Quant à la petite fille, elle n'en a bien entendu rien à faire de ces vieillards mitrés, elle court pour avoir un autre Frisko ou MacDo ... une crasse de toute façon, sinon elle ne serait pas aussi "grossette".

J'ai lu, dans la presse, des choses étonnantes, une fois de plus ...

On lit, dans la presse, des choses étonnantes.

Ainsi, selon un rapport de la Banque Centrale Européenne (BCE), le belge aujourd'hui est devenu plus riche à concurrence de 18 %, depuis ces dix dernières années.

http://www.lalibre.be/actu/belgique/article/715436/le-belge-18-pour-cent-plus-riche-en-dix-ans.html

On peut s'interroger à deux égards :
- quelle est l'utilité de ce rapport ?
- quelle est l'utilité d'en parler dans la presse ?

S'agit-il d'offrir aux lecteurs un remède illusoire contre la crise et la sinistrose : ne vous plaignez pas des politiques de rigueur et/ou d'austérité, vu que, malgré elles, vous arrivez encore à vous enrichir de 18 % en 10 ans ? S'agit-il de rassurer les marchés, en montrant à quel point la Belgique est un pays riche où tout va bien ? S'agit-il de démontrer l'efficacité d'une certaine politique ? S'agit-il de prendre le belge pour un c... ? Je me pose forcément des questions et me demande qui est ce belge dont parle la BCE. Plus déconnecté de la réalité que ce rapport, cela ne doit pas exister. Mais peut-être a-t-on sorti certaines phrases de leur contexte ? Peut-être le journaliste, fatalement un gauchiste, a-t- il voulu créer la polémique ? Tous les belges n'habitent pas en effet à Sint-Martins-Lathem, un lieu où se trouverait domiliée la plus grosse concentration de riches du pays (en Flandre naturellement) ! Oui, les riches aiment se regrouper entre eux pour n'avoir pas à trop fréquenter les pauvres. Ceci explique beaucoup de choses. Ce n'est pas moi qui le dis, c'est le journal Le Monde, qui a publié une géographie de la France en fonction de l'impôt sur la fortune. Eclairant !

DONNÉES AFFICHÉES:

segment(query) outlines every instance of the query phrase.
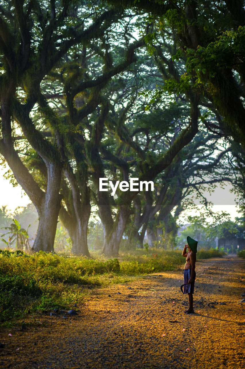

CONSIGNES:
(1) Traduisez en anglais la phrase suivante de l'extrait sur la richesse des Belges : « Ainsi, selon un rapport de la Banque Centrale Européenne (BCE), le belge aujourd'hui est devenu plus riche à concurrence de 18 %, depuis ces dix dernières années. »
(2) Mettez à jour l'extrait sur la richesse des Belges : reprenez le passage situé entre « Quant à la petite » et « dix dernières années. », bornes incluses, en remplaçant « étonnantes » par « surprenantes ».
(3) Écrivez la suite de l'extrait sur la richesse des Belges en partant de sa dernière phrase.

RÉPONSES:
(1) Thus, according to a report by the European Central Bank (ECB), the Belgian today has become 18% richer over the last ten years.

(2)
Quant à la petite fille, elle n'en a bien entendu rien à faire de ces vieillards mitrés, elle court pour avoir un autre Frisko ou MacDo ... une crasse de toute façon, sinon elle ne serait pas aussi "grossette".

J'ai lu, dans la presse, des choses surprenantes, une fois de plus ...

On lit, dans la presse, des choses surprenantes.

Ainsi, selon un rapport de la Banque Centrale Européenne (BCE), le belge aujourd'hui est devenu plus riche à concurrence de 18 %, depuis ces dix dernières années.

(3)
http://www.lemonde.fr/election-presidentielle-2012/article/2012/01/23/la-carte-de-l-isf-revele-la-separation-entre-riches-et-pauvres_1629128_1471069.html

J'ai aussi appris aujourd'hui que les européens ne sont que des "glandeurs", ils travaillent trop peu et bénéficient de trop d'avantages sociaux pour être "compétitifs". Ils entrent sur le marché du travail trop tard et ils le quittent trop tôt. En plus, leurs Etats ne cherchent que trop à leur garantir une retraite décente, alors qu'il serait si simple de passer par des compagnies privées d'assurances et des fonds de pension privés. Tout cela est tellement évident. Cette fois, c'est la Banque mondiale qui le dit.

http://www.lalibre.be/economie/actualite/article/715442/les-europeens-travaillent-trop-peu.html

C'est fou d'ainsi trouver toujours une banque à chaque carrefour, prête à dire des idioties. Mais, il ne faut  pas confondre la Banque mondiale avec le Fonds monétaire international. Il en a quand même fallu des cohortes d'économistes pour créer cet écheveau bancaire mondial !

Si j'en crois les oracles de la Banque mondiale (en existe-t-il une autre au-dessus d'elle ?), pour devenir compétitifs, il faudrait que les européens travaillent beaucoup plus, ou gagnent beaucoup moins pour ce qu'ils font. Si les chinois travaillent 70 heures par semaine pour un salaire de 150 euros, pourquoi n'en serait-il pas de même en Europe ? En bref, pour mériter son salaire, selon les perspectives chinoises, l'ouvrier européen devrait travailler 38 heures par jour (oui par jour).  Si l'Europe veut sortir de la crise, elle doit faire comme la Chine, dit la Banque mondiale ! Plus simpliste que cela ... Il est piquant d'ailleurs de voir la Banque mondiale, inféodée aux tenants du néo-libéralisme, citer en exemple la Chine ! Un pays communiste au capitalisme sauvage. C'est le mot "sauvage" qui a dû plaire aux auteurs de ce rapport peu inspiré. Car, je le pense, le capitalisme est une bonne chose aussi longtemps qu'il ne devient pas sauvage.

L'honneur de l'Europe serait de relever le défi d'un capitalisme à visage humain dans le monde.

Mais autre nouvelle ! Il y a de l'emploi pour tout le monde en Belgique ! Bonne nouvelle ! Rêve ou réalité ? Méthode Coué ? C'est un des messages pourtant de la nouvelle ministre fédérale de l'Emploi, parmi d'autres tout aussi saisissants. L'oracle, ici, a un visage ! Celui de mevrouw (?) Monica de Coninck !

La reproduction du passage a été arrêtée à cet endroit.